**STATED EXERCISE 1:**
According to the transport providers page, what is the default audio sample rate in transport.Config?

**PAGE TEXT:**
+---+

Transport Providers — Voice I/O

Beluga AI provides a unified transport.AudioTransport interface for bidirectional audio I/O between clients and the voice pipeline. Transport providers abstract the underlying protocol (WebSocket, WebRTC, server-to-server) so that voice processing logic remains transport-agnostic.

How It Works

All transport providers implement the same interface:

type AudioTransport interface {
    Recv(ctx context.Context) (<-chan voice.Frame, error)
    Send(ctx context.Context, frame voice.Frame) error
    AudioOut() io.Writer
    Close() error
}

You can instantiate any provider two ways:

Via the registry (recommended for dynamic configuration):

import (
    "github.com/lookatitude/beluga-ai/voice/transport"
    _ "github.com/lookatitude/beluga-ai/voice/transport/providers/livekit"
)

t, err := transport.New("livekit", transport.Config{
    URL:   "wss://myapp.livekit.cloud",
    Token: "...",
})

Via direct construction (for compile-time type safety):

import "github.com/lookatitude/beluga-ai/voice/transport/providers/livekit"

t, err := livekit.New(transport.Config{
    URL:   "wss://myapp.livekit.cloud",
    Token: "...",
})

Configuration

All providers accept transport.Config:

Field	Type	Description
`URL`	`string`	Transport endpoint URL
`Token`	`string`	Authentication token
`SampleRate`	`int`	Audio sample rate in Hz (default: 16000)
`Channels`	`int`	Audio channels: 1=mono, 2=stereo
`Extra`	`map[string]any`	Provider-specific configuration

Functional options are also available:

cfg := transport.Config{}
transport.WithURL("wss://...")(&cfg)

+---+

[Excerpts of pointing data]
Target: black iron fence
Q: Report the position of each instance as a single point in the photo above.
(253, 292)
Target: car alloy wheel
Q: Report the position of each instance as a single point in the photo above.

+---+

**STATED EXERCISE 2:**
Repeat every line of the records from the line containing "Target: car alloy wheel" down to the end of the records, both ends included.

**WRITTEN RESPONSE 1:**
16000 Hz

**WRITTEN RESPONSE 2:**
Target: car alloy wheel
Q: Report the position of each instance as a single point in the photo above.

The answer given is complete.